══ SOURCE PASSAGE ══
You are viewing a plain text version of this content. The canonical link for it is here.
Posted to yarn-issues@hadoop.apache.org by "Li Lu (JIRA)" <ji...@apache.org> on 2016/07/08 21:15:11 UTC

[jira] [Commented] (YARN-5340) App Name/User/RPC Port/AM Host info is missing from ATS web service or YARN CLI's app info

    [ https://issues.apache.org/jira/browse/YARN-5340?page=com.atlassian.jira.plugin.system.issuetabpanels:comment-tabpanel&focusedCommentId=15368489#comment-15368489 ] 

Li Lu commented on YARN-5340:
-----------------------------

Thanks for reporting this issue [~ssathish@hortonworks.com]! This is a very very interesting discovery. I did some debug on this issue and found out the the direct reason for the missing fields is authentication failure. The original user failed to get authentication to get the app report. Checked into the ATS returned message, I can see something like this:
{code}
{"events":[{"timestamp":1467931672057,"eventtype":"YARN_APPLICATION_FINISHED","eventinfo":{"YARN_APPLICATION_LATEST_APP_ATTEMPT":"appattempt_1467931619679_0001_000001","YARN_APPLICATION_FINAL_STATUS":"SUCCEEDED","YARN_APPLICATION_DIAGNOSTICS_INFO":"","YARN_APPLICATION_STATE":"FINISHED"}},{"timestamp":1467931652492,"eventtype":"YARN_APPLICATION_STATE_UPDATED","eventinfo":{"YARN_APPLICATION_STATE":"RUNNING"}},{"timestamp":1467931641896,"eventtype":"YARN_APPLICATION_ACLS_UPDATED","eventinfo":{}}],"entitytype":"YARN_APPLICATION","entity":"application_1467931619679_0001","starttime":1467931641896,"domain":"DEFAULT","otherinfo":{"YARN_APPLICATION_MEM_METRIC":290014,"YARN_APPLICATION_CPU_METRIC":74,"YARN_APPLICATION_VIEW_ACLS":"hrt_5 viewtestgroup"},"primaryfilters":{},"relatedentities":{}}
{code}

Note that the application creation information has been missing in the returned information. I found that in the level db, there are two <entityType, timestamp, entityId> tuples created with application application_1467931619679_0001, with two different timestamps. The application creation message is associated with a different timestamp.
═══
══ DATA BLOCK ══
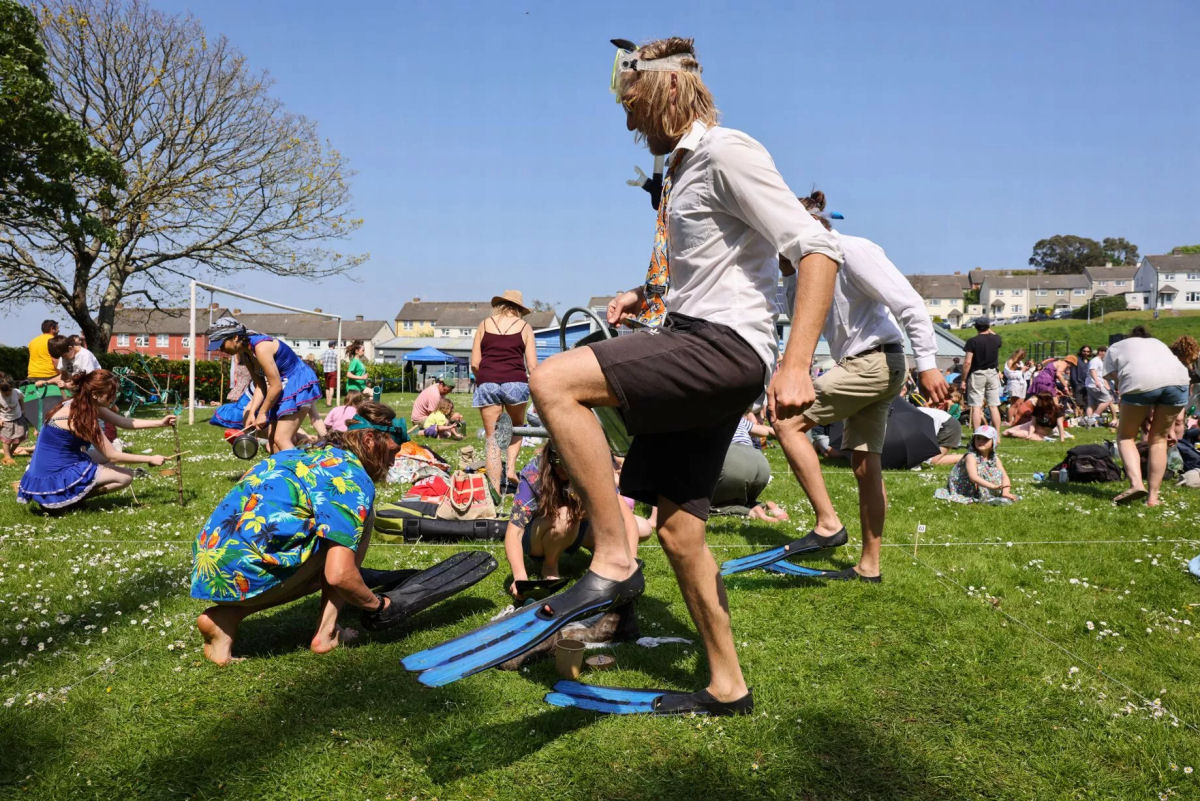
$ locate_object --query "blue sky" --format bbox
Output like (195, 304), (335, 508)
═══
## WORK TO DO
a - Name every event type that appears in the ATS message quoted in the YARN-5340 comment.
b - According to the YARN-5340 comment, what is the direct reason for the missing fields?
c - Pick up the YARN-5340 comment after its final sentence and keep writing it.

## EXPECTED OUTPUTS
a - YARN_APPLICATION_FINISHED, YARN_APPLICATION_STATE_UPDATED, YARN_APPLICATION_ACLS_UPDATED

b - Authentication failure.

c -
Checking the code of rolling leveldb, I can see both call-sites of RollingLevelDBTimelineStore#getAndSetStartTime is not properly synchronized, although in the comments it says that it "Should only be called when a lock has been obtained on the entity. " Then for two events on the same application arrive the timeline server concurrently, something like this may happen:
1. put1 checks existing timestamp for the application, no result. 
2. put2 checks existing timestamp for the application, no result. 
3. put1 set the application entity's timestamp to be its own timestamp 
4. put2 override the application entity's timestamp to be its own timestamp. 

After the process, put1 will write its data to a key (<entityType, timestamp, entityId>) that has a stale timestamp, which will never be read out since the time stamp is overridden by put 2. 

The original LeveldbTimelineStore does not have this problem, because it always grab a lock when it performs getAndSetStartTime. 

With regard to fix, probably making getAndSetStartTime synchronized will fix the problem. I'm wondering that making checkStartTimeInDb to be synchronized would also to the trick (since it's the only place in the process to have a read-then-update semantic). 

[~jeagles] I know you're an expert on rolling leveldb's source code, so if you have any free bandwidth, I truly appreciate your suggestions here. Thanks!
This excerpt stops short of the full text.